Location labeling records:
══════

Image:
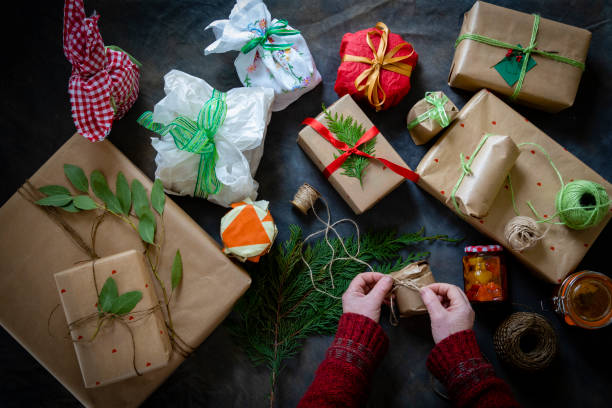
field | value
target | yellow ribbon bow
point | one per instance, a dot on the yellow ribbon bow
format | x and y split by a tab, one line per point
380	61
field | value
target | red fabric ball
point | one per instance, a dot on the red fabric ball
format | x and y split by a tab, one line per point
395	85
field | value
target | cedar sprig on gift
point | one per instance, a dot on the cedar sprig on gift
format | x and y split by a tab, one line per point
349	131
132	206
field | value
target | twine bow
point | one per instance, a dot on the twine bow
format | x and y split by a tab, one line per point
381	60
437	113
279	28
527	51
349	150
197	137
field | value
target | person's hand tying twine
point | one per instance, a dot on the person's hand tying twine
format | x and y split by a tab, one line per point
366	294
449	310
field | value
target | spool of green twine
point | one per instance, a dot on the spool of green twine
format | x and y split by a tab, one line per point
582	204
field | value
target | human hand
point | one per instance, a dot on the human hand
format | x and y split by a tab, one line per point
366	294
449	310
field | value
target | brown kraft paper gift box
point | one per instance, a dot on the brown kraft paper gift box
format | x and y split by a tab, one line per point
533	178
377	180
551	85
112	355
210	287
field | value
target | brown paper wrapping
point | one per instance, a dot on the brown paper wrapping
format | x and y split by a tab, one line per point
550	85
211	282
533	178
377	180
426	130
409	301
490	168
109	357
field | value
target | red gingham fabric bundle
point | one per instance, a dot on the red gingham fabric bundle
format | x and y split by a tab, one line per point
104	83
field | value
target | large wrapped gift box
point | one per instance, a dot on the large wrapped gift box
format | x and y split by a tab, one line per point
549	85
533	178
34	247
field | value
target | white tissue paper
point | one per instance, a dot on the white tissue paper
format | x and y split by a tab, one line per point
291	72
239	140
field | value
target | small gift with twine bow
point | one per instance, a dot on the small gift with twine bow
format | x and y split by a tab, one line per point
376	66
429	116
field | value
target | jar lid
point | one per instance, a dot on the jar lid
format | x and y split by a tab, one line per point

══════

[Problem to work on] Return all the entries word for word, but omit any pictures they contain.

[Solution]
Image:
field | value
target | yellow ribbon bow
point | one per instance, a dot on the yellow ribbon bow
format | x and y split by a tab, one line per point
380	61
field | value
target | red fabric ball
point | one per instance, a dot on the red fabric ball
format | x and y split by a tab, one line per point
395	85
field | value
target | cedar sprig on gift
point | one per instance, a dot on the cedar sprig on gift
format | x and y split by a tab, one line per point
349	131
132	206
field | value
target | twine bow
point | one per instance, a dot on the twine bow
format | x and y split by a tab, one line per point
381	60
437	113
279	28
527	51
349	150
197	137
field | value
target | person's hand tying twine
point | one per instance, a dot on the person's hand tying twine
format | x and y split by a tab, one line per point
366	294
449	310
field | value
target | spool of green twine
point | one per instance, a dot on the spool of green twine
format | x and y split by a tab, one line per point
582	204
field | value
target | human hand
point | one per instance, a dot on the human hand
format | x and y split by a tab, one line per point
366	294
449	310
field | value
target | brown kraft paper gift box
point | one per instance, a dot on the brown kraft paper gift box
format | x and y split by a tab, one line per point
533	178
377	180
551	85
112	355
210	287
field | value
target | brown paper wrapping
point | one per instance, a dot on the brown paper wrapping
format | x and y split by a tab, one line per point
550	85
211	282
533	178
377	180
426	130
409	301
490	168
109	357
field | value
target | red gingham fabric bundle
point | one per instance, a dot on the red gingham fabric bundle
format | x and y split by a tab, one line per point
104	83
field | value
target | large wrapped gift box
point | one per instance, a dot on the large wrapped gift box
format | x and y split by a tab, one line per point
549	85
533	178
34	247
field | value
target | white tissue paper
point | one per instance, a dot on the white tissue paper
format | x and y split by a tab, one line per point
291	72
239	140
field | value
target | small gift with twine bow
point | one per instance, a dot on the small gift with twine bow
format | x and y split by a tab, one line per point
376	66
429	116
field | value
target | jar lid
point | one per instance, a dot on the jar lid
format | x and y split by a tab, one line per point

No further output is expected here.